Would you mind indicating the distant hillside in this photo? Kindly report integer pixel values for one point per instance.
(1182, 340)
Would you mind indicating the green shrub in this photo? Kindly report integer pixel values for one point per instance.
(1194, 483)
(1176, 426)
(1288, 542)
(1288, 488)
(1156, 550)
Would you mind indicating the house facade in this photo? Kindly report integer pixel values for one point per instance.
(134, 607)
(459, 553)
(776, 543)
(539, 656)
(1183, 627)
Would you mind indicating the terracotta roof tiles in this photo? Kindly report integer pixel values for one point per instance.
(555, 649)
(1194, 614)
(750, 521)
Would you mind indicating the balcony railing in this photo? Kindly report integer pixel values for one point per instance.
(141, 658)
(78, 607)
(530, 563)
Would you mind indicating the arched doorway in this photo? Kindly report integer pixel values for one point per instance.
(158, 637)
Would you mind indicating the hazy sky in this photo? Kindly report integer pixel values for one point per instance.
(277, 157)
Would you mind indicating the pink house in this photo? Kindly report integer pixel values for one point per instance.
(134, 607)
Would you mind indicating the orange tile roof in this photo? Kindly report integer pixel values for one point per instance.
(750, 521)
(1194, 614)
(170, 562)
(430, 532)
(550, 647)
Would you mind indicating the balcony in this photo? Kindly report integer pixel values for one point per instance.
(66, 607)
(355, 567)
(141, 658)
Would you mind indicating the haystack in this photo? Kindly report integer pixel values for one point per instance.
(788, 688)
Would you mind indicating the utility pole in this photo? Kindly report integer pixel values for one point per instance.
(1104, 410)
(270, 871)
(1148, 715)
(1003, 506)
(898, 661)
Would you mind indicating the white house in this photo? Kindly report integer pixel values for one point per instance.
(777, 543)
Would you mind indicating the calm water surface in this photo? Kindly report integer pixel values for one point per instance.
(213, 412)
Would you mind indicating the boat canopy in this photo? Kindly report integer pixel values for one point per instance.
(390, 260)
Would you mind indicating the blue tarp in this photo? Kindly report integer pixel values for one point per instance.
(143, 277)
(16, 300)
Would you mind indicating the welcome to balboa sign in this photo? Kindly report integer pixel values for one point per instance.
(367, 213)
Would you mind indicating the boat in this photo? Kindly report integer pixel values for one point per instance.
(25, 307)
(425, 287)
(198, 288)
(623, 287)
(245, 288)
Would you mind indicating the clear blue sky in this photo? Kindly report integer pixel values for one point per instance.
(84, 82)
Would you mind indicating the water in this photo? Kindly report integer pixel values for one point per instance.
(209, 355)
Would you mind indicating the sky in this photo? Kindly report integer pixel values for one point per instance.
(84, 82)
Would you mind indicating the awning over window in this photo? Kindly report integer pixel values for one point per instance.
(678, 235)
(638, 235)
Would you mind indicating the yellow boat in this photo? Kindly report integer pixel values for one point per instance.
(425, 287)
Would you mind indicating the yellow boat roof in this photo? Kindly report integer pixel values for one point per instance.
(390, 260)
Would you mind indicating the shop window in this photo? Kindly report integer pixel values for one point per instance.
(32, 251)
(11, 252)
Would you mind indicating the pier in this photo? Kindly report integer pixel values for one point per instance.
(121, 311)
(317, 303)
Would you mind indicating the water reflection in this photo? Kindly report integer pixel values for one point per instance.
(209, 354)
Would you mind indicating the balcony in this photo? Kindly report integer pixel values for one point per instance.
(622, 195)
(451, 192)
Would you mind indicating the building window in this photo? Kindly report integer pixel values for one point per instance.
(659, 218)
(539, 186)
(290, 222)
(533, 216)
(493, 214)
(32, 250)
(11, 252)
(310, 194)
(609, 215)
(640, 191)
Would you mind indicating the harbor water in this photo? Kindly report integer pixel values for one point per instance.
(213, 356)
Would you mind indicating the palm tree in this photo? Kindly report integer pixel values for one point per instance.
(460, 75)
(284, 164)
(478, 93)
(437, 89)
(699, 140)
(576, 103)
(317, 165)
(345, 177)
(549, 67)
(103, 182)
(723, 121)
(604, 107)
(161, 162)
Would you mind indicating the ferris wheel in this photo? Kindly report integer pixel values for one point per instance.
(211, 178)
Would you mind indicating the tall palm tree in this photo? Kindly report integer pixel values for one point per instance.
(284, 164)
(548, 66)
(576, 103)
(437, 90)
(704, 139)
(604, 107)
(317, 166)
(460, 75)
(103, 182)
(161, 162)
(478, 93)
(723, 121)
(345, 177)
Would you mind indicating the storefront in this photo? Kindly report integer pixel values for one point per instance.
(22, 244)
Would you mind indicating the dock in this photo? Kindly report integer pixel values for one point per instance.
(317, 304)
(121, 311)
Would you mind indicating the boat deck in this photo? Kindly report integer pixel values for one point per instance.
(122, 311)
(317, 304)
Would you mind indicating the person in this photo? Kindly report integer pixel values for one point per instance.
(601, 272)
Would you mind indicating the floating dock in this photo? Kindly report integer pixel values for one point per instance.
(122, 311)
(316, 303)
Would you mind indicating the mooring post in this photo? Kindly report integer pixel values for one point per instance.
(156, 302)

[The problem] Only the lines from the one containing "Would you mind indicating the person" through the end of the entries above should be written out, exactly and in full.

[Solution for this task]
Would you mind indicating the person in this photo? Kindly report integer pixel values for one point per instance.
(601, 272)
Would you mind indicating the floating dock in this photo? Kindly report integer pixel values for one point per instance.
(122, 311)
(316, 303)
Would you mind indicating the mooring post in this photo? Kindly report integer pixel values for one point per instance.
(156, 302)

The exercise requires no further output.